- [JOB] Identify every line in the records below that contains the word "field", treating uppercase and lowercase letters as distinct, and copy each such line in full.

_ _ _ _

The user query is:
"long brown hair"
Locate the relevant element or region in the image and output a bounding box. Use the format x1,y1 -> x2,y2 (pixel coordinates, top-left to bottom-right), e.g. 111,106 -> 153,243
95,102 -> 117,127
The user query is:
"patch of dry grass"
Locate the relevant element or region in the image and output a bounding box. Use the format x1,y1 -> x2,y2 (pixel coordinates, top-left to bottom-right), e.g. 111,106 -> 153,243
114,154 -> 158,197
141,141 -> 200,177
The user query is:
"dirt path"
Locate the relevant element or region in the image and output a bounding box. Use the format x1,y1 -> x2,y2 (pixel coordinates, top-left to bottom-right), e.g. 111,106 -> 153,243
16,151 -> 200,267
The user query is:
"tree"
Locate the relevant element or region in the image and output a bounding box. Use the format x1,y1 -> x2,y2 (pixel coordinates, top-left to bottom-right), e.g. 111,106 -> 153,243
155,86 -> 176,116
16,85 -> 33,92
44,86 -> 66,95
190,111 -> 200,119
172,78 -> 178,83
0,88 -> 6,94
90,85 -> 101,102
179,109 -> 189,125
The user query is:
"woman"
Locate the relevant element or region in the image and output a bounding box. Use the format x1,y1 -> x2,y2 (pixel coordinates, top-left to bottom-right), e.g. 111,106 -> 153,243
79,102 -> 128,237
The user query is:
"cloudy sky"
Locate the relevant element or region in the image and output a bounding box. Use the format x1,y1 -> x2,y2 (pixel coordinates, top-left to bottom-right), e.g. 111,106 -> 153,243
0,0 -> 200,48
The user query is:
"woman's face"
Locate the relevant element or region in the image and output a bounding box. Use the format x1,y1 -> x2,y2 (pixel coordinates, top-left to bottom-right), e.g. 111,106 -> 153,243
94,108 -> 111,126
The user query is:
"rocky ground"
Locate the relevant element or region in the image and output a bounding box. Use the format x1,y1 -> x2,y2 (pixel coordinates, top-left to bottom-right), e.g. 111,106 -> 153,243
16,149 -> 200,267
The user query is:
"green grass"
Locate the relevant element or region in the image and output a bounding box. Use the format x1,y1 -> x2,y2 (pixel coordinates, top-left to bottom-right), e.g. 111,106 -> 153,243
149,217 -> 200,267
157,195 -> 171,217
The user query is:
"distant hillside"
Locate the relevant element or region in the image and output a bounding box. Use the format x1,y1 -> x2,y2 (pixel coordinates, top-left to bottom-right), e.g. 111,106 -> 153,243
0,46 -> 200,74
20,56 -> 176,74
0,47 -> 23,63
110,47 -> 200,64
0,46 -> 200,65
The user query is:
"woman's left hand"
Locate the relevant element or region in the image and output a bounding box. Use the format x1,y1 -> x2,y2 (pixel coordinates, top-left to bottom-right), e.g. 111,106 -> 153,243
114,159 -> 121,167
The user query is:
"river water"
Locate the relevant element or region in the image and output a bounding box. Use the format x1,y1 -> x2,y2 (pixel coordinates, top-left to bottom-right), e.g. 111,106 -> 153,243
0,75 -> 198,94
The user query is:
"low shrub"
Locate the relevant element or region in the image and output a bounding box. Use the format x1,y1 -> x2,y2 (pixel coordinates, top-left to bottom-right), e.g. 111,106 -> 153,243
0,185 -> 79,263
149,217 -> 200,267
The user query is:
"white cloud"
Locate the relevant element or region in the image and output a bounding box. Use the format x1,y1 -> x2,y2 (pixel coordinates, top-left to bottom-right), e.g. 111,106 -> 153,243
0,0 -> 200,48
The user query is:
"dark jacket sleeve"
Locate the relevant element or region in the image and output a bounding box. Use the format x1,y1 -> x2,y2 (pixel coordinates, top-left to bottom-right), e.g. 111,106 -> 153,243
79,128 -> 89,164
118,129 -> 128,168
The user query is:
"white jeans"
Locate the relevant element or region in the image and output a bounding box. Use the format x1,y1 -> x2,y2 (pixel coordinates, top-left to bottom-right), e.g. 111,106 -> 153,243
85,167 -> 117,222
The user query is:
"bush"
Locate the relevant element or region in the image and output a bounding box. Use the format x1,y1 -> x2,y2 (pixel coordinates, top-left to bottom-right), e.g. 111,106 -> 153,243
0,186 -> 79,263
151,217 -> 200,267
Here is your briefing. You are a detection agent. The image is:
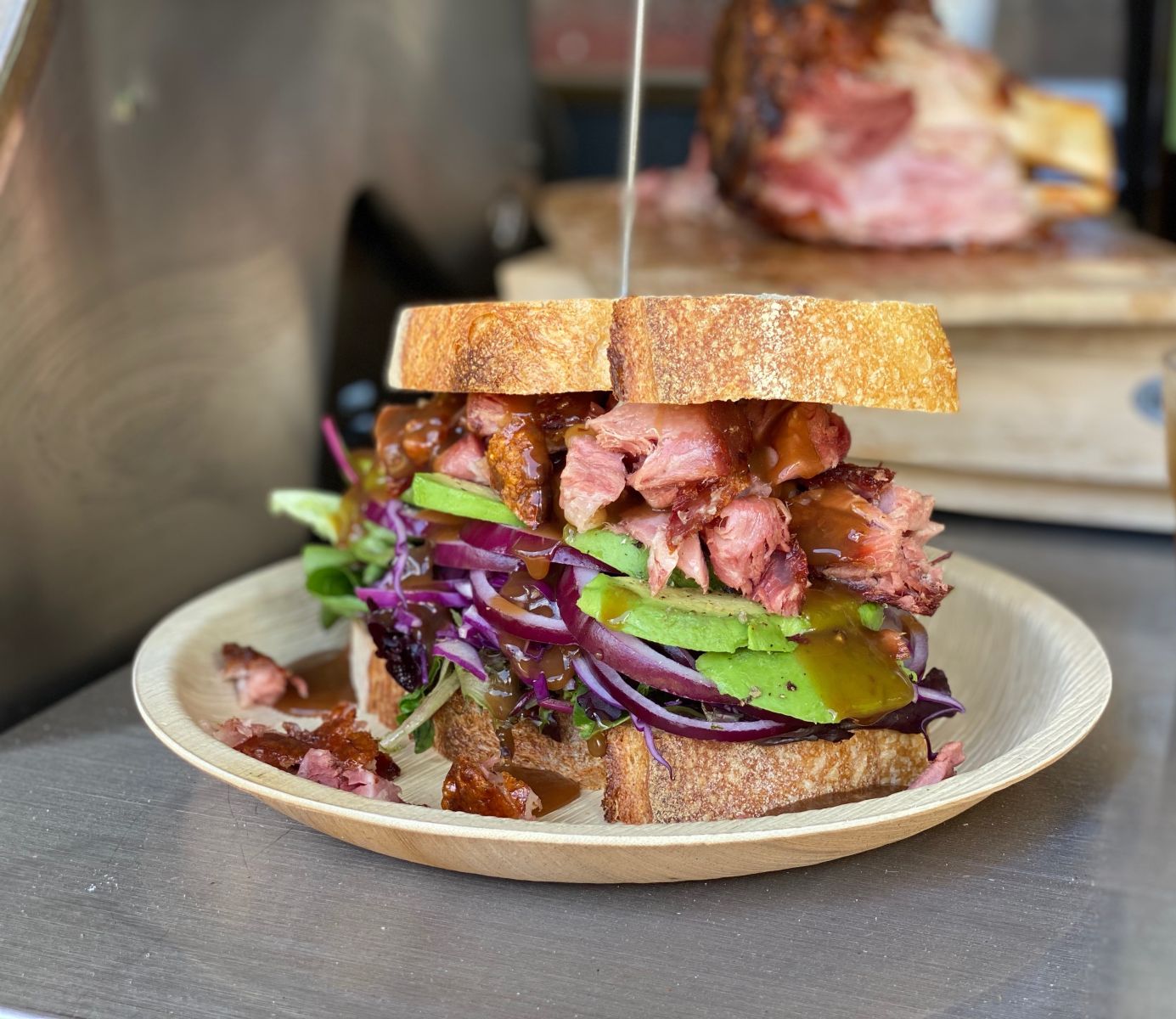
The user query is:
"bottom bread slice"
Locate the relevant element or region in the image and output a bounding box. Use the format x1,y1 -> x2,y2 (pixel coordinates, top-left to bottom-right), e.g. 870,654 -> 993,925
351,623 -> 605,790
433,693 -> 605,790
602,725 -> 926,825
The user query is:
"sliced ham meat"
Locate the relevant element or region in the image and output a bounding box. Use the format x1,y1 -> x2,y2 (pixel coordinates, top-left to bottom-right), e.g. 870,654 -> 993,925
295,748 -> 402,803
746,400 -> 849,485
560,433 -> 626,531
702,0 -> 1039,247
609,506 -> 711,594
205,718 -> 269,750
486,414 -> 552,527
907,740 -> 965,790
751,538 -> 809,616
210,704 -> 401,802
703,495 -> 807,616
221,644 -> 309,707
788,464 -> 950,616
433,433 -> 491,485
587,403 -> 751,549
465,393 -> 535,439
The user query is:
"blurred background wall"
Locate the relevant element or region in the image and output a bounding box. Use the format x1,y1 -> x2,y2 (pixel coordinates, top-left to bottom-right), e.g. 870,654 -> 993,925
0,0 -> 1156,727
0,0 -> 537,727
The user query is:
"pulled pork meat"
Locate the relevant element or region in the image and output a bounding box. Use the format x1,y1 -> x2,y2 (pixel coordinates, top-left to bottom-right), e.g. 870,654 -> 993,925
221,644 -> 309,707
411,393 -> 949,616
441,757 -> 542,821
705,495 -> 807,616
788,464 -> 951,616
211,704 -> 401,802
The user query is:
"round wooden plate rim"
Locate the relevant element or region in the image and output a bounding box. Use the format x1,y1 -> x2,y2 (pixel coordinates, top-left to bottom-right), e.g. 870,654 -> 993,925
132,555 -> 1111,847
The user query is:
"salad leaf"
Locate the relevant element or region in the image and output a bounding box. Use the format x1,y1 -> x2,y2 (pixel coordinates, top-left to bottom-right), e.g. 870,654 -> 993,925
571,698 -> 629,740
397,686 -> 434,753
269,488 -> 343,543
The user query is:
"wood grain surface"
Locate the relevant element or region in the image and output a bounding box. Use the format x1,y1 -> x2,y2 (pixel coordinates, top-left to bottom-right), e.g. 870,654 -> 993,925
134,556 -> 1110,882
537,180 -> 1176,329
0,516 -> 1176,1019
508,181 -> 1176,533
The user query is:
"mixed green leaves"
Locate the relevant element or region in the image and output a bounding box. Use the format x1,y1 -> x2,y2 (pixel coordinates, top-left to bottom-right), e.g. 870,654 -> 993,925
571,698 -> 629,740
269,488 -> 397,626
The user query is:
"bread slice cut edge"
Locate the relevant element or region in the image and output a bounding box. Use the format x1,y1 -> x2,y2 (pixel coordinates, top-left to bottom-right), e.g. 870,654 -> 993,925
388,294 -> 959,412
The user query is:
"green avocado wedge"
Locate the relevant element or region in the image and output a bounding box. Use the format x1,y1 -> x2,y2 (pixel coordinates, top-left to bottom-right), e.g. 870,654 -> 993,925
402,473 -> 522,527
695,645 -> 913,723
563,527 -> 650,580
577,574 -> 812,652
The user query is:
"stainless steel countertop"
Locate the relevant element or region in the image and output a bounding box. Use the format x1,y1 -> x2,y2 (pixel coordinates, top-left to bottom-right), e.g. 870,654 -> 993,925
0,518 -> 1176,1019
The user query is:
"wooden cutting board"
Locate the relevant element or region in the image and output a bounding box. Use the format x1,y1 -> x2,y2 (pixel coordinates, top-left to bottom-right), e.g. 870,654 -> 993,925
537,181 -> 1176,326
498,181 -> 1176,532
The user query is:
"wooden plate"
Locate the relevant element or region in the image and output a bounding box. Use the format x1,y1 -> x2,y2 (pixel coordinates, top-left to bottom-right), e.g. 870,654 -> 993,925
133,555 -> 1111,882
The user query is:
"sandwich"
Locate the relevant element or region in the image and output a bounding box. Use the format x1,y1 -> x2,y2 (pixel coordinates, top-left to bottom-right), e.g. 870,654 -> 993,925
264,296 -> 962,823
691,0 -> 1115,247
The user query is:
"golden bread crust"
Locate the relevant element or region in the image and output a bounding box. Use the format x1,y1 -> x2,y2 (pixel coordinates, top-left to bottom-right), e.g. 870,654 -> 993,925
352,626 -> 605,790
602,725 -> 926,825
388,298 -> 613,396
388,294 -> 959,411
609,294 -> 959,411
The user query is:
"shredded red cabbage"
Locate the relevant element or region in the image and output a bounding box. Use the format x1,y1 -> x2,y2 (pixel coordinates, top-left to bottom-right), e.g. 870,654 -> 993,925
318,414 -> 360,485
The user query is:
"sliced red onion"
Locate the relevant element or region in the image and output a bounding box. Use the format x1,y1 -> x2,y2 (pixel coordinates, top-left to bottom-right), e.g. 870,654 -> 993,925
318,414 -> 360,485
433,540 -> 519,573
363,499 -> 430,538
537,696 -> 575,714
461,520 -> 616,573
914,683 -> 965,714
663,645 -> 694,668
577,662 -> 796,742
470,570 -> 571,644
355,580 -> 470,608
633,718 -> 674,779
883,606 -> 928,679
556,570 -> 739,704
433,640 -> 486,683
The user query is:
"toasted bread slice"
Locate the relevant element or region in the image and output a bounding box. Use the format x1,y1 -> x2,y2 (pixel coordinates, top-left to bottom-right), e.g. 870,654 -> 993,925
388,298 -> 613,396
388,294 -> 959,411
433,695 -> 605,790
1004,82 -> 1116,187
608,294 -> 959,411
602,725 -> 926,825
351,623 -> 605,790
1029,180 -> 1115,222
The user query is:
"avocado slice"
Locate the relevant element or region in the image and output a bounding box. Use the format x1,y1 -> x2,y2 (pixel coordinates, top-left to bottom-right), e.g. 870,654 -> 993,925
695,645 -> 914,723
563,527 -> 650,580
403,473 -> 522,527
577,574 -> 812,652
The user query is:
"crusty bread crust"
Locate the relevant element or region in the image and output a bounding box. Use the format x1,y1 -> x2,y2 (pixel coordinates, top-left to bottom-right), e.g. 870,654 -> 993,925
351,626 -> 605,790
388,298 -> 613,396
1004,82 -> 1116,188
602,725 -> 926,825
609,294 -> 959,411
388,294 -> 959,411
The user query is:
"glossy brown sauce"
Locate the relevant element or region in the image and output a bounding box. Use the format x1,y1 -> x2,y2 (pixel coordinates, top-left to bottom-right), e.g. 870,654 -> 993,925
792,583 -> 914,723
761,786 -> 903,818
502,765 -> 580,818
788,486 -> 870,570
751,403 -> 824,485
274,649 -> 355,714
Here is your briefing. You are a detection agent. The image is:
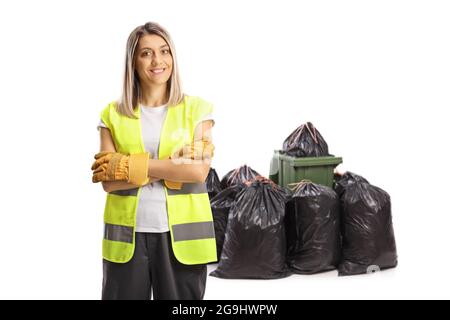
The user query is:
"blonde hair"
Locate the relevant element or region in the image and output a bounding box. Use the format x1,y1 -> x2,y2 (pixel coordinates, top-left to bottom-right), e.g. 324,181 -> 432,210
117,22 -> 184,119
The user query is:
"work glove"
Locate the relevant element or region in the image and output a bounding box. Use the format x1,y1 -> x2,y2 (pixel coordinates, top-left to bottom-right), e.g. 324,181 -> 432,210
164,140 -> 215,190
91,151 -> 150,186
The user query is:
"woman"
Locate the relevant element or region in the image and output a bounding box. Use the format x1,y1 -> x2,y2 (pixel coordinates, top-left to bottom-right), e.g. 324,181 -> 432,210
92,22 -> 217,299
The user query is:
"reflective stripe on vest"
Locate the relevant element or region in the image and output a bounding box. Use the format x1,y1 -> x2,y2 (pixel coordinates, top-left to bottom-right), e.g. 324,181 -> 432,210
104,223 -> 133,243
172,221 -> 215,241
167,183 -> 208,196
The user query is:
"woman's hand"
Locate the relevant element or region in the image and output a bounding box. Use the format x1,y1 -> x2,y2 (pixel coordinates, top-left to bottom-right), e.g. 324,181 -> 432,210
91,151 -> 150,186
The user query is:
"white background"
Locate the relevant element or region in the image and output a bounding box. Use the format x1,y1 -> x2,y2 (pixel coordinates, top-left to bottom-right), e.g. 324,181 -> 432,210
0,0 -> 450,299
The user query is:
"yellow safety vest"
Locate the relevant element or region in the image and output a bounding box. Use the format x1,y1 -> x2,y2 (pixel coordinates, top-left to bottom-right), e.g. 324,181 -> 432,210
101,96 -> 217,265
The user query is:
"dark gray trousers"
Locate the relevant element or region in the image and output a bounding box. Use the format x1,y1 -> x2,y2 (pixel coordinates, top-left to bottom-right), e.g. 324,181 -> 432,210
102,232 -> 206,300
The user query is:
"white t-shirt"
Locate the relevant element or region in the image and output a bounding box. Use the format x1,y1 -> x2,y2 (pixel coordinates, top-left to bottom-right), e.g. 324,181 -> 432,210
97,105 -> 213,232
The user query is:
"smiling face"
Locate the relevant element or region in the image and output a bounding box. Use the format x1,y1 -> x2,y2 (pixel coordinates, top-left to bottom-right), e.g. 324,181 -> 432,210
135,34 -> 173,85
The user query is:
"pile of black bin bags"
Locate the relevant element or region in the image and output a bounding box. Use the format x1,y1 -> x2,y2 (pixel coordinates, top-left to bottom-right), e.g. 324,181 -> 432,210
208,166 -> 397,279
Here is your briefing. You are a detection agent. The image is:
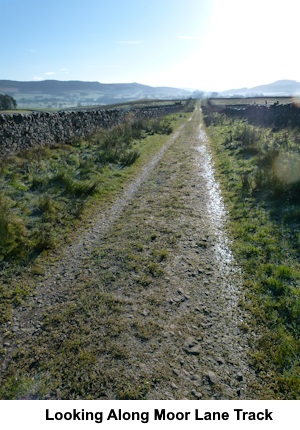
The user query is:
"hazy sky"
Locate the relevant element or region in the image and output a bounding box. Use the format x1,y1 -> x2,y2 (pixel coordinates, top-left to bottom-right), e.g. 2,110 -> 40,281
0,0 -> 300,91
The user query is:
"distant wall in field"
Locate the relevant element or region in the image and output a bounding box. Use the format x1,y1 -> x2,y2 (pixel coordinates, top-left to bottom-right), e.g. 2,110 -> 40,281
207,103 -> 300,128
0,103 -> 183,157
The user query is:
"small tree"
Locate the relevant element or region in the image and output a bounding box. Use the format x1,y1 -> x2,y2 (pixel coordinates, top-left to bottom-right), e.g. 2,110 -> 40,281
0,94 -> 17,110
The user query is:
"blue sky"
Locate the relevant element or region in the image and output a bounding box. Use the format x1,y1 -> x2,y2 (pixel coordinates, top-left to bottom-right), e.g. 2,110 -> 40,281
0,0 -> 300,91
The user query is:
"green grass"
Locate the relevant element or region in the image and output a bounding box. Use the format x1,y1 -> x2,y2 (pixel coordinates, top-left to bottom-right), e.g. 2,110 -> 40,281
0,111 -> 195,400
0,114 -> 190,322
203,105 -> 300,399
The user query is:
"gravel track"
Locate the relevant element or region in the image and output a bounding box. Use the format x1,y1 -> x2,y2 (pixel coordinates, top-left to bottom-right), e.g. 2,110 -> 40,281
2,109 -> 255,399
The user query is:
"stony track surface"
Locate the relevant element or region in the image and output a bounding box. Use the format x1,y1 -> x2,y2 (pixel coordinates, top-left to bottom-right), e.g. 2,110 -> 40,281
2,109 -> 255,399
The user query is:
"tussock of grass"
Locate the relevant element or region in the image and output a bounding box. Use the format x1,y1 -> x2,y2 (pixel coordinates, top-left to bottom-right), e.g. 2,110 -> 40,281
203,102 -> 300,399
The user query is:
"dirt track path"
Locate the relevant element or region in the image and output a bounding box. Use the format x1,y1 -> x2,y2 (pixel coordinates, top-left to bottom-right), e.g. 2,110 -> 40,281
2,109 -> 255,399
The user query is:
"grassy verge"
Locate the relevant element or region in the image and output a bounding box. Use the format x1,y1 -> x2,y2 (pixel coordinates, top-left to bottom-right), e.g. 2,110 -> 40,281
0,108 -> 201,400
203,106 -> 300,399
0,114 -> 185,322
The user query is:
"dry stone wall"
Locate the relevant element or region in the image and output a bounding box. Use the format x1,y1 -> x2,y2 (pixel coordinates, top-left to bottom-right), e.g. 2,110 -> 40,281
0,110 -> 124,157
0,103 -> 183,157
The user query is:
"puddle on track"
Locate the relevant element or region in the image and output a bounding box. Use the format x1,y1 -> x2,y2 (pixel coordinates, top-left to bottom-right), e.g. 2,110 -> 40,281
196,119 -> 241,306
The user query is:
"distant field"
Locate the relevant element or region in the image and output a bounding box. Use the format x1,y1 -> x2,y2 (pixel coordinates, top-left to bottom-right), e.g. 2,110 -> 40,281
0,100 -> 186,114
210,97 -> 300,106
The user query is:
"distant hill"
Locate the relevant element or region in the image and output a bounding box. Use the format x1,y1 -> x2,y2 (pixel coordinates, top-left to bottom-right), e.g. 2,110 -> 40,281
219,79 -> 300,97
0,80 -> 192,108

_ _ _ _

- [SOLUTION TO THIS TASK]
"distant wall in field"
"distant field"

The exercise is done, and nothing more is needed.